▶ Written problem
Please print, word for word, the part of the review of Jonathan Franzen's Farther Away below that opens with the words containing "Franzen became a" and closes with "half is love.".

▶ Quoted text

* START *

A novel is a bird. I learned this from Jonathan Franzen. It is the underlying message of his newest collection of essays, Farther Away.
- Farther Away by Jonathan Franzen. 336 pages. Farrar, Straus and Giroux. $26.
Franzen became a bird watcher many years ago. He is almost apologetic about that fact, realizing that — in the opinion of most normal human beings — the birdwatcher is a slightly pathetic if otherwise harmless individual. In his commencement address at Kenyon College, “Pain Won’t Kill You,” Franzen writes:
It’s a long story, but basically I fell in love with birds. I did this not without significant resistance, because it is very uncool to be a birdwatcher, because anything that betrays real passion is by definition uncool. But little by little, in spite of myself, I developed this passion, and although one half of a passion is obsession, the other half is love.
From his usage of words like “passion,” “obsession,” and “love,” it’s obvious Jonathan Franzen thinks birdwatching is neither pathetic, nor, more importantly, is it harmless. For Franzen, birdwatching is a big deal. Paying attention to birds can change you. It can transform your sense of self and the world. Franzen knows this because it happened to him.
Many of the essays in Franzen’s book therefore touch on the subject of watching birds. A couple of essays are explicitly about birdwatching, which Franzen has done in Cyprus, on an island in the South Pacific known as Masafuera, and in China, among other places. Franzen has become a defender of the birds. He is appalled by the killing of birds and by the destruction of their natural habitat. He laments with great pathos the lusty shooting of migrant birds that is a favorite pastime of the people of Malta. But what does it mean, this birdwatching, and why does Franzen keep coming back to the theme of birds over and over in his essays?

* END *

▶ Extracted data
* START *

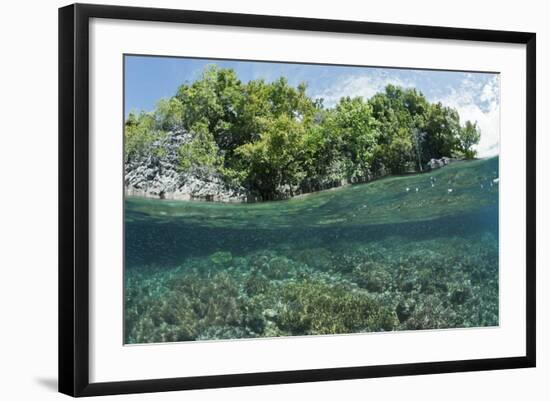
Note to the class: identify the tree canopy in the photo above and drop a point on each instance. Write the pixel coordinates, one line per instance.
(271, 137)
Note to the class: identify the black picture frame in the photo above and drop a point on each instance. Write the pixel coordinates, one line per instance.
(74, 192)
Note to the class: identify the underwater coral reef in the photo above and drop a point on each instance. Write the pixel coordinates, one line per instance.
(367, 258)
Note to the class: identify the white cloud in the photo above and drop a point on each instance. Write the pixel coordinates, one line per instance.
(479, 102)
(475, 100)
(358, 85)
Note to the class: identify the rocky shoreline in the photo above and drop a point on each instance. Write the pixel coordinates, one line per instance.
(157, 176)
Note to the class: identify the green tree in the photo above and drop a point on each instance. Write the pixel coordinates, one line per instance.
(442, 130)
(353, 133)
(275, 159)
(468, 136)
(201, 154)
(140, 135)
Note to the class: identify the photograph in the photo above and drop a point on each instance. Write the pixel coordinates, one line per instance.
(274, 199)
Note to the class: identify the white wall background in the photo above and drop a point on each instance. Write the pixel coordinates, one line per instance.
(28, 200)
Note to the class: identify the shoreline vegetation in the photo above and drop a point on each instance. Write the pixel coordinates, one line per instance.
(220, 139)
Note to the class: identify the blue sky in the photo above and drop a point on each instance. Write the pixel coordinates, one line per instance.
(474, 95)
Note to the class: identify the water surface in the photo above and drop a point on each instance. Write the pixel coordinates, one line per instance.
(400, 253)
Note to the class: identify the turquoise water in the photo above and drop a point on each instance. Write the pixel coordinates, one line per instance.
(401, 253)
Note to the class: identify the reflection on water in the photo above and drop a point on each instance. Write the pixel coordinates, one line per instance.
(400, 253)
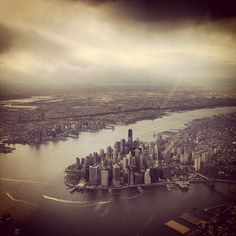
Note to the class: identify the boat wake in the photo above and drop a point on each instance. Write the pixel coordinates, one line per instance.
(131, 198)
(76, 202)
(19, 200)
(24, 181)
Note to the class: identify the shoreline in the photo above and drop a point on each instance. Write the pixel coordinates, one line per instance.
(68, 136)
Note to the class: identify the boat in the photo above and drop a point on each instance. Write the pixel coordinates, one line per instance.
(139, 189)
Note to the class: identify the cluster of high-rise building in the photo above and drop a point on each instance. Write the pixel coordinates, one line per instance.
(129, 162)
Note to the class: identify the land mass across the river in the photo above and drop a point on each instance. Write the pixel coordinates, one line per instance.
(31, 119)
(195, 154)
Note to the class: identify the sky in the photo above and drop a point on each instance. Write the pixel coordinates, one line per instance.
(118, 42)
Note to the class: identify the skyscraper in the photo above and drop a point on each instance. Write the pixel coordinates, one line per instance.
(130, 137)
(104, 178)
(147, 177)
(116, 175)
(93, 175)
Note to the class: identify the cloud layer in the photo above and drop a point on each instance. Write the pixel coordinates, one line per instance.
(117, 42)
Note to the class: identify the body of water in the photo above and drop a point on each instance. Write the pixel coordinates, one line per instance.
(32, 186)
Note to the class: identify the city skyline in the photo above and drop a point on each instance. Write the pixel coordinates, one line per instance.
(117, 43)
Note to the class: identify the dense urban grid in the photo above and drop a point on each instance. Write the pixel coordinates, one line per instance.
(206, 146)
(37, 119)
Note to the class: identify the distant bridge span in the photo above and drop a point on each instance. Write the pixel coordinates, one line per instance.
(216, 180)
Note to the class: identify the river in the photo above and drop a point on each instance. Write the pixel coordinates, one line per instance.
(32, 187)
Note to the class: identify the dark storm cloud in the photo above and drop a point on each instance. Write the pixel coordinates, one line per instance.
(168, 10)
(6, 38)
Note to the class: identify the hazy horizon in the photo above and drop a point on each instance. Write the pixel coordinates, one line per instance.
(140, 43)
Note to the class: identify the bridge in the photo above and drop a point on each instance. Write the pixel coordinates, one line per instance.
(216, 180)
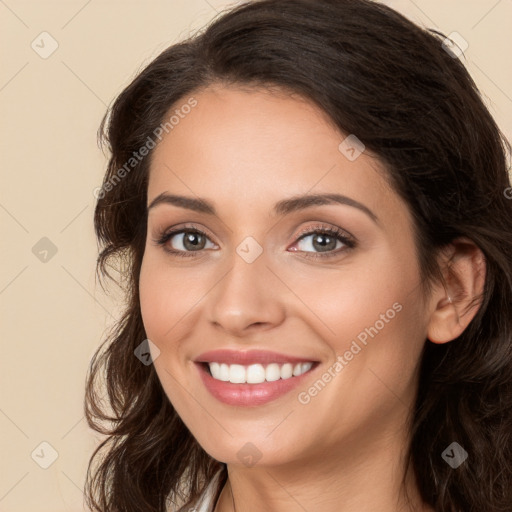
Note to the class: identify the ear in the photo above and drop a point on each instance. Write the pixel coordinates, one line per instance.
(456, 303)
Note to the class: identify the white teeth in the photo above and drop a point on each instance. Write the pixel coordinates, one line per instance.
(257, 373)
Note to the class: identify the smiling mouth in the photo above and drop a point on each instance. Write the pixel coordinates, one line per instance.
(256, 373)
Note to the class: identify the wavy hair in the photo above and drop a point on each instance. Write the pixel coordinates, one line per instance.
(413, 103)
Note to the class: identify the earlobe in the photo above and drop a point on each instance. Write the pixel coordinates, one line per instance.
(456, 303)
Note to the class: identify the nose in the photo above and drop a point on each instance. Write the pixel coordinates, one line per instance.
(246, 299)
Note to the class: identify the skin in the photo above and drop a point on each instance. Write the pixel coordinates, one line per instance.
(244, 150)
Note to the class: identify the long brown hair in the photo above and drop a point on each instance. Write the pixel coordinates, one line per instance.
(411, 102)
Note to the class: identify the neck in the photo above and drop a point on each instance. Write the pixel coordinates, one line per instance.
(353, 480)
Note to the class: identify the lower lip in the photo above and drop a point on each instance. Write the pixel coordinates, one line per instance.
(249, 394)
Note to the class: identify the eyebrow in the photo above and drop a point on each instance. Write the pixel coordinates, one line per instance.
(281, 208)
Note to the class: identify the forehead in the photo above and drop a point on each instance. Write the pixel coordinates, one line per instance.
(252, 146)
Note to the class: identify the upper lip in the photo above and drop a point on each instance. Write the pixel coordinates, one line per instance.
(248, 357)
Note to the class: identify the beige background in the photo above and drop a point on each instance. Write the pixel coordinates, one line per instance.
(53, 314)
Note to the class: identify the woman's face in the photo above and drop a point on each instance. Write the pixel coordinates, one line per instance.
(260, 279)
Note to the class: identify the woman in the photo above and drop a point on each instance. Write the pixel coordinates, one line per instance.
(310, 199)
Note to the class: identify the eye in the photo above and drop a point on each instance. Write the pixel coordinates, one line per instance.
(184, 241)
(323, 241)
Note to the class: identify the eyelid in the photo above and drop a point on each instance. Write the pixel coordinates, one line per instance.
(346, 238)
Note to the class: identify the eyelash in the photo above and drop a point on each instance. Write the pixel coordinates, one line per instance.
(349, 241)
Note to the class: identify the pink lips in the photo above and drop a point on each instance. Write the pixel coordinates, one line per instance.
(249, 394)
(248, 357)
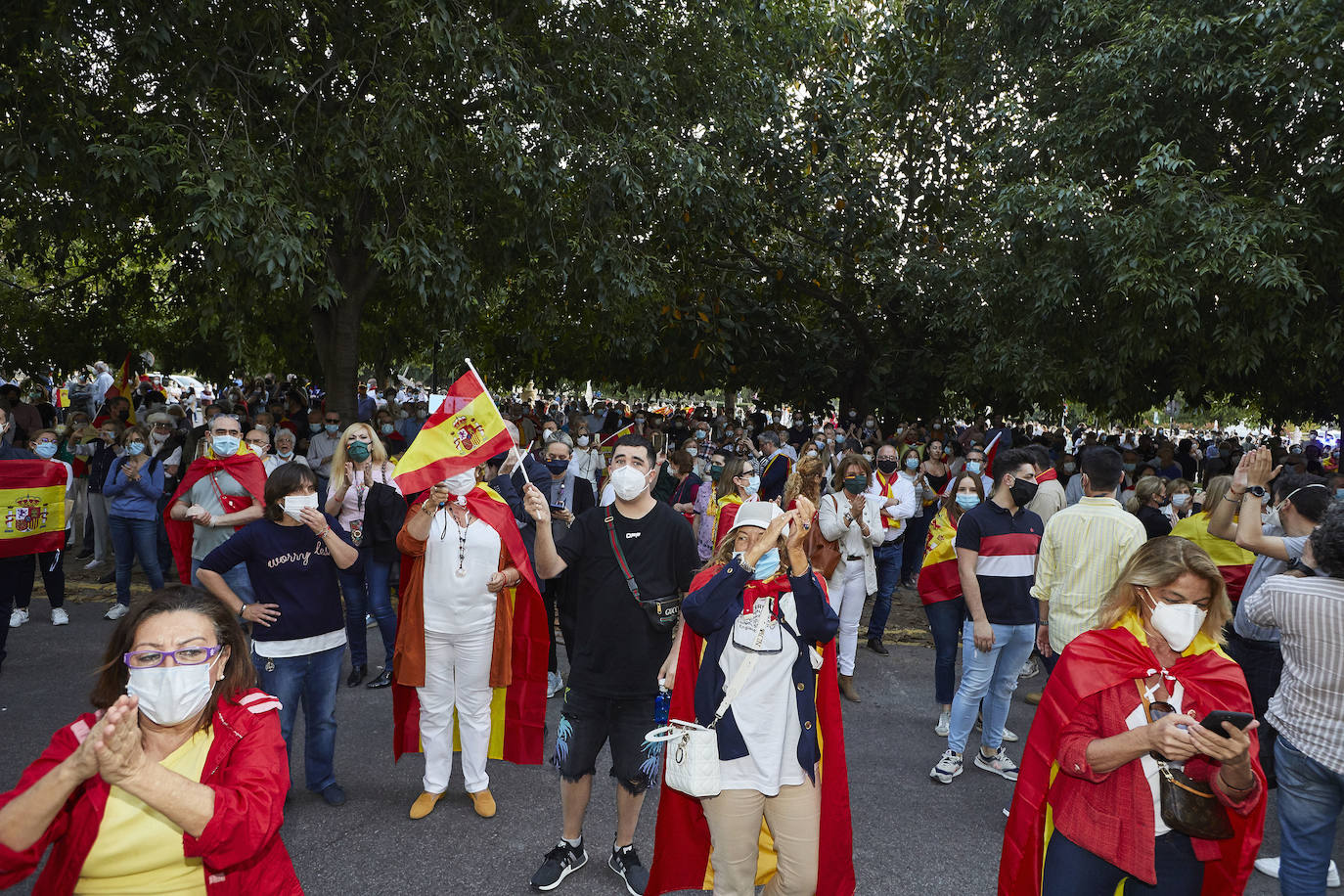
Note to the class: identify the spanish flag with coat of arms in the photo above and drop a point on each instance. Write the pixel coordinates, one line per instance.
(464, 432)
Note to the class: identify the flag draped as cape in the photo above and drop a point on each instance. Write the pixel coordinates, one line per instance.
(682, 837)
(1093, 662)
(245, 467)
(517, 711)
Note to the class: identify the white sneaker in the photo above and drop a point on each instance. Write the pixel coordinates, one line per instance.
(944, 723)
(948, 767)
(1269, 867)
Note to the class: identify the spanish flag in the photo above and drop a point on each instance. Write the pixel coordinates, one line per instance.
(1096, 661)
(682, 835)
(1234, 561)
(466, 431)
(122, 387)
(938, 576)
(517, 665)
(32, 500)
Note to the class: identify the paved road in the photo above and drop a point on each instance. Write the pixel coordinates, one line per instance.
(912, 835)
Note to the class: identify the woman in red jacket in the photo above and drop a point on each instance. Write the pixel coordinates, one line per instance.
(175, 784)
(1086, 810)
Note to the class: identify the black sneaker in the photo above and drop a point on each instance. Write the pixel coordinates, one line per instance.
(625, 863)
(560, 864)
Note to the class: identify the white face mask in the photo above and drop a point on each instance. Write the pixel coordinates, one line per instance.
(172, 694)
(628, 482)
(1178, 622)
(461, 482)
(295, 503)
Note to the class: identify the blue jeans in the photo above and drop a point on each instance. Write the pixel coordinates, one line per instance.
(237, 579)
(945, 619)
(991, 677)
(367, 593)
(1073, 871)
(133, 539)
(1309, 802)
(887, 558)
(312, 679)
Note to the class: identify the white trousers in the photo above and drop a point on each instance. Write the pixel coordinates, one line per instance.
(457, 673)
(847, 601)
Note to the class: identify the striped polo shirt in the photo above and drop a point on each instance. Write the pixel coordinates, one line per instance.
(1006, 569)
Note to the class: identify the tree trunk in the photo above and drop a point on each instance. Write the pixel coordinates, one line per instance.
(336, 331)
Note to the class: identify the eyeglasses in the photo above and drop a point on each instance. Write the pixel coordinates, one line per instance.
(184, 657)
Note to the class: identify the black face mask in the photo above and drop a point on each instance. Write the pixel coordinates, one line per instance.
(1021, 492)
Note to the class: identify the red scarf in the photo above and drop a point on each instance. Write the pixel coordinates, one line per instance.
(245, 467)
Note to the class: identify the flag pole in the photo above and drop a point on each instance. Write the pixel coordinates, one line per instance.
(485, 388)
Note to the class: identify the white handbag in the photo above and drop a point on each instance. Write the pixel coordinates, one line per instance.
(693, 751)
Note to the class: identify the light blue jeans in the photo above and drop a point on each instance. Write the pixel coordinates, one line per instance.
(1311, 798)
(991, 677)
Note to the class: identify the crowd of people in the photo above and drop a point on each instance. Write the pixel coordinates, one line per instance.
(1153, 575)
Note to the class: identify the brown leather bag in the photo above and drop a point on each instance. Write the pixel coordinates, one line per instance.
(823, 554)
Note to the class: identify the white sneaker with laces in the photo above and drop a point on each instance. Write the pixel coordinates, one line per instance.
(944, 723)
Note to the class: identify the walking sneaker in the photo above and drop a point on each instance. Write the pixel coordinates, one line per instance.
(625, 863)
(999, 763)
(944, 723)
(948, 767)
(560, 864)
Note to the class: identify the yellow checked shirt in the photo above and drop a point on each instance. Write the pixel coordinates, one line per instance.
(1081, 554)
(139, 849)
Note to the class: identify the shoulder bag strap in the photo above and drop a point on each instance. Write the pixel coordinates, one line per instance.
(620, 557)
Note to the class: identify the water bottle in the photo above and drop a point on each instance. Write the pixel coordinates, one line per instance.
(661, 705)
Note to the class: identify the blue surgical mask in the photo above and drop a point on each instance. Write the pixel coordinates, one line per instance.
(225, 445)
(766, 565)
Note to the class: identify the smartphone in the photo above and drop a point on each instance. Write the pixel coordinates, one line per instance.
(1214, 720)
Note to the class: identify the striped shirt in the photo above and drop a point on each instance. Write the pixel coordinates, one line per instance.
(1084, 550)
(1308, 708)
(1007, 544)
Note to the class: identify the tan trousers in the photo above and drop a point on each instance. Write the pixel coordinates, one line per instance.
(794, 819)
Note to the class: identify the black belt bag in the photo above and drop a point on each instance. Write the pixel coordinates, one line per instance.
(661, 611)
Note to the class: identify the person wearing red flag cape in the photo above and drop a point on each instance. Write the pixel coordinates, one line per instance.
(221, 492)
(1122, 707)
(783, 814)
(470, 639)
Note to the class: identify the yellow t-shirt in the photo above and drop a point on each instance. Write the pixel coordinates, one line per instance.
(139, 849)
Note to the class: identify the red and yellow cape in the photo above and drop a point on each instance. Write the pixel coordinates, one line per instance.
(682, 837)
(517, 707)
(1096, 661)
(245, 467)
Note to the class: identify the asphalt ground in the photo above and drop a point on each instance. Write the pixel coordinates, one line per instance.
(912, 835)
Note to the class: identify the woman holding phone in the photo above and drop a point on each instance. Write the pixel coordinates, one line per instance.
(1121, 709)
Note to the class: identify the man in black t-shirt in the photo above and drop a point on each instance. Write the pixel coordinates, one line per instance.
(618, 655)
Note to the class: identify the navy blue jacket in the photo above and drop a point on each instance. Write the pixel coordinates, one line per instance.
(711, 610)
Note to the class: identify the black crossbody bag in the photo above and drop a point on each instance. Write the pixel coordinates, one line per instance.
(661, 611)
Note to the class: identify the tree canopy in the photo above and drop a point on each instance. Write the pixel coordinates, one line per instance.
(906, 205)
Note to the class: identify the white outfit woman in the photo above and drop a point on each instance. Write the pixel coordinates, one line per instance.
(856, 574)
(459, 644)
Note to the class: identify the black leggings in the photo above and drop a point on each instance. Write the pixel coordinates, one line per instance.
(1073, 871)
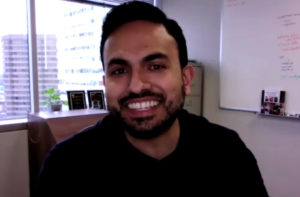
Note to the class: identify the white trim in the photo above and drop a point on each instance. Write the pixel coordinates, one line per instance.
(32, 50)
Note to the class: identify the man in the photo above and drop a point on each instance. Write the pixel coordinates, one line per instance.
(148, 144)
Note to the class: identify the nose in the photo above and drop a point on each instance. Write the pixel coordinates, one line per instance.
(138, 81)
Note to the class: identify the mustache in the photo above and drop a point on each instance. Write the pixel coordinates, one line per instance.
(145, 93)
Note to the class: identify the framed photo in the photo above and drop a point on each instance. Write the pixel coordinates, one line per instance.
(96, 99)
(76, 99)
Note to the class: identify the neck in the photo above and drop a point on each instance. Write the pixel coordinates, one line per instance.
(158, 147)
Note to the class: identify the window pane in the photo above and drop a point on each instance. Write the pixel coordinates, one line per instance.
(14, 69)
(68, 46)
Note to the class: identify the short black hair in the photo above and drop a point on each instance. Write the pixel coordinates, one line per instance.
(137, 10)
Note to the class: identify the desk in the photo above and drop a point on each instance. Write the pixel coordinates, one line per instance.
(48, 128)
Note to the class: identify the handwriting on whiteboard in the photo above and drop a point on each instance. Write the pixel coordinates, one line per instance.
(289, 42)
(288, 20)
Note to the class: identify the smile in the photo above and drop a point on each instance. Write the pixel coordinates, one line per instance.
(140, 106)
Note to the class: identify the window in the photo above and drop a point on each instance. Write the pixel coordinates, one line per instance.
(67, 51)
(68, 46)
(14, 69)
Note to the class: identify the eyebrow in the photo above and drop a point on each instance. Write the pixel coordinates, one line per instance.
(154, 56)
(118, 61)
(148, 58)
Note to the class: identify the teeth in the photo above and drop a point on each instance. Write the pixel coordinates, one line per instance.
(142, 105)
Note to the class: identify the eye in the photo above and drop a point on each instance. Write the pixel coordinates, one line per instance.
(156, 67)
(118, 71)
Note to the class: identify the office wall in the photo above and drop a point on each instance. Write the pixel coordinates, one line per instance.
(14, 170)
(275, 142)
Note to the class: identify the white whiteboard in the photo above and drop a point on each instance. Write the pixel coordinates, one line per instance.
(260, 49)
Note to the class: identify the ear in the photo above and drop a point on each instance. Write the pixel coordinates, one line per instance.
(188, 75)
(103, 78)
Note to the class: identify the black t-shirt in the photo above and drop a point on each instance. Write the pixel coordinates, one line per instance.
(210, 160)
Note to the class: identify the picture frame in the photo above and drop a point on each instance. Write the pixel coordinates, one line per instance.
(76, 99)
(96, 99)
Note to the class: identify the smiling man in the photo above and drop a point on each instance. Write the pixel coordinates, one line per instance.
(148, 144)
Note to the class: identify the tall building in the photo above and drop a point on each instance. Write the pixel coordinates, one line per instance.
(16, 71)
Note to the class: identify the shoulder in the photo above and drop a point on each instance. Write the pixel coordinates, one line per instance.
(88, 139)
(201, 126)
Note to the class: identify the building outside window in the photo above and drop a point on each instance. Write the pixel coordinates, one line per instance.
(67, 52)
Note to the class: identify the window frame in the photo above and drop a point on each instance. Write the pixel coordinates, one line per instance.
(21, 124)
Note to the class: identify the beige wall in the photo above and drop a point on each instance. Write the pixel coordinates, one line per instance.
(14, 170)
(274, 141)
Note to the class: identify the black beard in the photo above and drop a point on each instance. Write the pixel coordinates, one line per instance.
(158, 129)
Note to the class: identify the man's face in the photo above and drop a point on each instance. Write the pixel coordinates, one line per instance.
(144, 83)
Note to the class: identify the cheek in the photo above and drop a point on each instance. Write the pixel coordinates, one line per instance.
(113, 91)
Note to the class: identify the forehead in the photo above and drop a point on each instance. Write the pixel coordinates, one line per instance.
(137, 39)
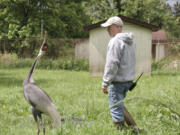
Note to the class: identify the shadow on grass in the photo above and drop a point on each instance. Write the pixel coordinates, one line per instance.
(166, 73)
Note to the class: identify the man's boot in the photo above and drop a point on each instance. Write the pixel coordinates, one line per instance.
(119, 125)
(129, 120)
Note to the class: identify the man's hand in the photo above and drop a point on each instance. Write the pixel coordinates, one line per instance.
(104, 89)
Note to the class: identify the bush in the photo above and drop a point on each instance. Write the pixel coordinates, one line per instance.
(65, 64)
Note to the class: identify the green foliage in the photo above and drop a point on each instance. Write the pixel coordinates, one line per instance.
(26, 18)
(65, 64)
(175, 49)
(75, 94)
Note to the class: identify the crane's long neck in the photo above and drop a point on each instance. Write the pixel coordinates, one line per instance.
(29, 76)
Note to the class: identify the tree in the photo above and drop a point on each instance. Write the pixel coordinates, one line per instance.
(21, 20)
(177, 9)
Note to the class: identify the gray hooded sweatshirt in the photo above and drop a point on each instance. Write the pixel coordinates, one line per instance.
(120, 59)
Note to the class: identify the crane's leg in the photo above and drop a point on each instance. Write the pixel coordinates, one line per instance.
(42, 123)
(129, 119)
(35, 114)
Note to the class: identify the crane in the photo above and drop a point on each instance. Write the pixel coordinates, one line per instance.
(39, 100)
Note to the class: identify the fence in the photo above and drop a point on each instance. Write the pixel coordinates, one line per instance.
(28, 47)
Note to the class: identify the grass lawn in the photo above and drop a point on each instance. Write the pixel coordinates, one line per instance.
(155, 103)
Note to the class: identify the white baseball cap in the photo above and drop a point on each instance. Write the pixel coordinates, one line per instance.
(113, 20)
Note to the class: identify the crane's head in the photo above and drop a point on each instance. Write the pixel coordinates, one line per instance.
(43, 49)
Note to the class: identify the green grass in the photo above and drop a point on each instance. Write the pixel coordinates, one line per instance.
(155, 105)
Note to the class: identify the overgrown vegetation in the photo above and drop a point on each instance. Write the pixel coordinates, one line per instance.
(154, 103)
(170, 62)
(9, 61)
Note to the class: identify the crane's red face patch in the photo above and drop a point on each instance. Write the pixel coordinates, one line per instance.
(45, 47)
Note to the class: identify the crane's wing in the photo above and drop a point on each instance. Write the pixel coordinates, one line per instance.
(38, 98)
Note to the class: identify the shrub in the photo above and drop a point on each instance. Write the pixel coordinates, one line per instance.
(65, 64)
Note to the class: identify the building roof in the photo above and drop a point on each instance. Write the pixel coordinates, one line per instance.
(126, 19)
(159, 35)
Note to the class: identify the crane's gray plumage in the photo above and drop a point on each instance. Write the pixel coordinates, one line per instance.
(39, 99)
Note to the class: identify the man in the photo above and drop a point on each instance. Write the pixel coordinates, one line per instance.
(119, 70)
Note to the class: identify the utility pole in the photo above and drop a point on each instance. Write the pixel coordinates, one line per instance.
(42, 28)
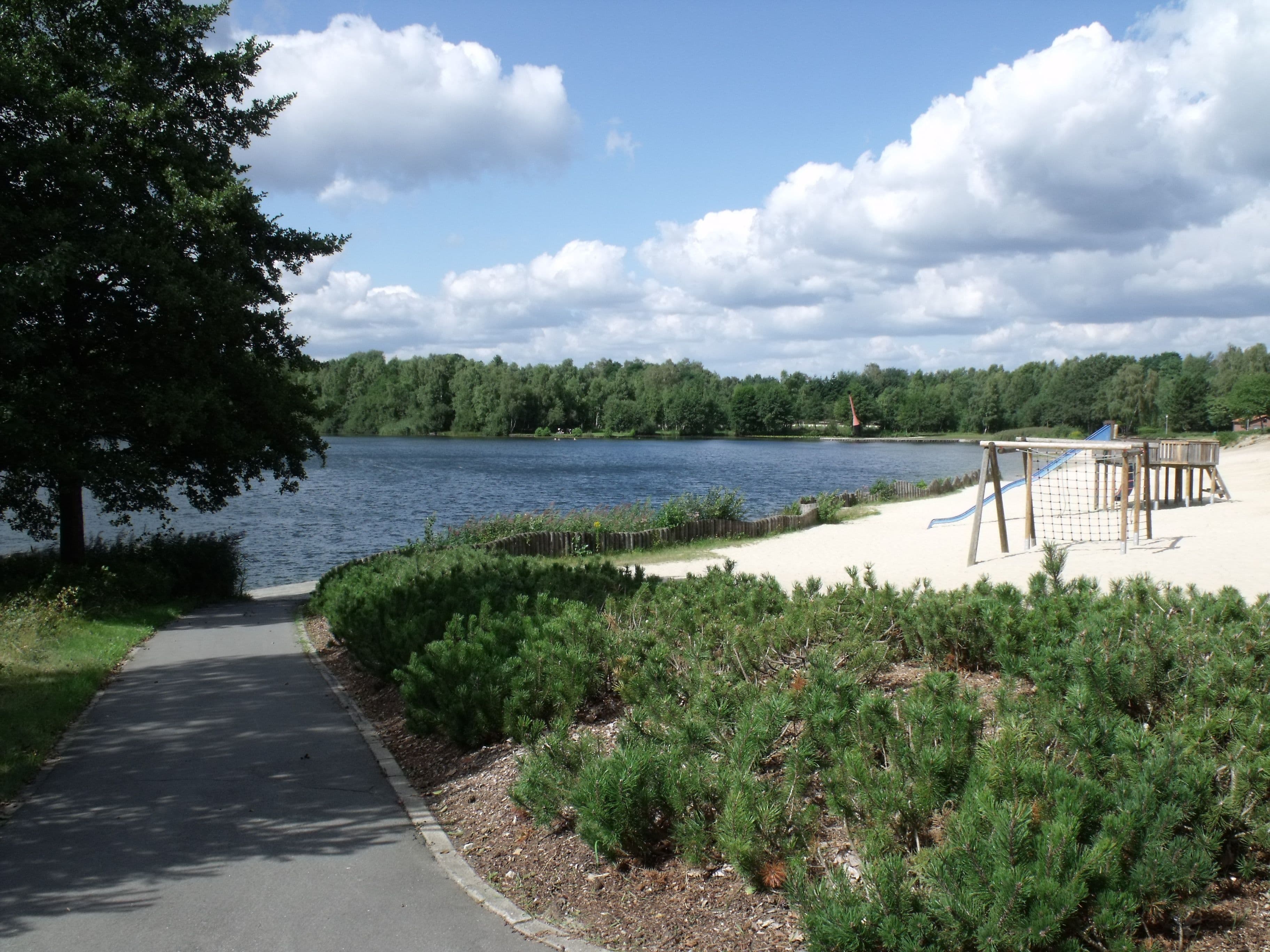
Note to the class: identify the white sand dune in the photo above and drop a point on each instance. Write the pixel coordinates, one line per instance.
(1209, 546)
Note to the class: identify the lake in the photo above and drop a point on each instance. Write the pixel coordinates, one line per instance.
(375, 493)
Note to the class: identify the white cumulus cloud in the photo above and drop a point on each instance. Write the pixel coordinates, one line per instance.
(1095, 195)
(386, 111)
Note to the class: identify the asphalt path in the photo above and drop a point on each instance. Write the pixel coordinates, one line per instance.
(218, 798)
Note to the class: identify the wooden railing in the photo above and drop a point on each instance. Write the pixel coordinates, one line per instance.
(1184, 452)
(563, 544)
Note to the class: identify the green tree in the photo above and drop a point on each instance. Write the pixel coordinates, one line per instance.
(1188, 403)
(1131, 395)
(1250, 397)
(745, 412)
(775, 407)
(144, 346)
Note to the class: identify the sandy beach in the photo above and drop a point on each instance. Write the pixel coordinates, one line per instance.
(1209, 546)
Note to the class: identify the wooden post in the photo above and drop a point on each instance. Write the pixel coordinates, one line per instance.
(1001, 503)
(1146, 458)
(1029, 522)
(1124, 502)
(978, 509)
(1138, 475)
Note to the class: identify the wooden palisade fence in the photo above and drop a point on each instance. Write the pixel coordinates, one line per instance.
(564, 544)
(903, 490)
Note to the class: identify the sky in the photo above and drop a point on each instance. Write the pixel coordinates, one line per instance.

* END *

▶ Exercise result
Franzen became a bird watcher many years ago. He is almost apologetic about that fact, realizing that — in the opinion of most normal human beings — the birdwatcher is a slightly pathetic if otherwise harmless individual. In his commencement address at Kenyon College, “Pain Won’t Kill You,” Franzen writes:
It’s a long story, but basically I fell in love with birds. I did this not without significant resistance, because it is very uncool to be a birdwatcher, because anything that betrays real passion is by definition uncool. But little by little, in spite of myself, I developed this passion, and although one half of a passion is obsession, the other half is love.